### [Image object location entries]
■ ■ ■ ■ ■ ■ ■

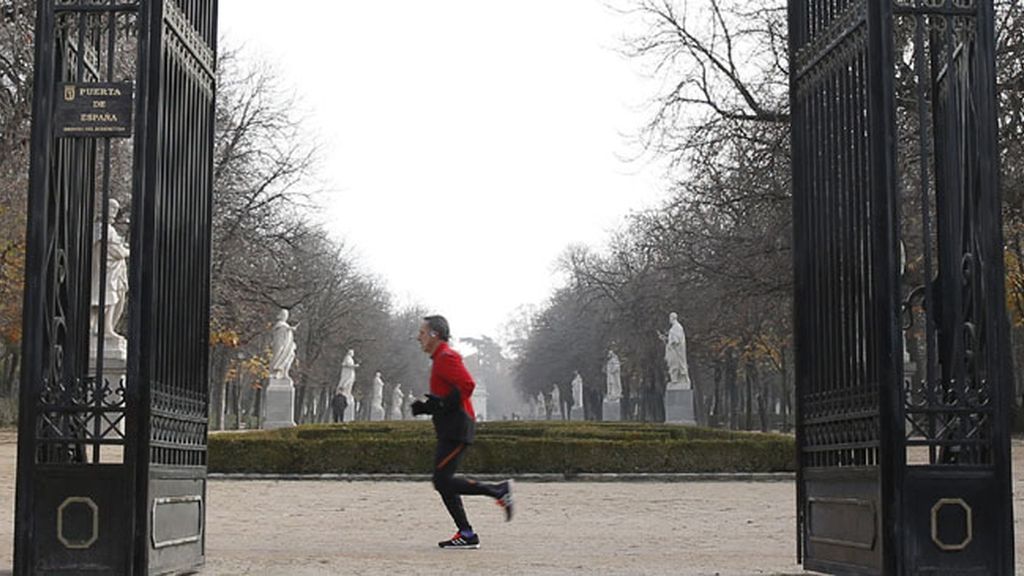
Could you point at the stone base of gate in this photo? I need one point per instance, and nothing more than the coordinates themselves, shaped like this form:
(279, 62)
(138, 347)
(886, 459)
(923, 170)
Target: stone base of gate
(611, 410)
(280, 404)
(679, 407)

■ ■ ■ ■ ■ ■ ■

### [The problem]
Please copy out every line of the listing above word for word, leaving out the picture.

### [Problem solution]
Could you point at the stone base of gate in this photo? I need one point per instance, and nothing more than the coordinates themselves, shaped like this form:
(279, 62)
(138, 347)
(886, 459)
(923, 170)
Target: stone base of gate
(611, 410)
(280, 404)
(679, 407)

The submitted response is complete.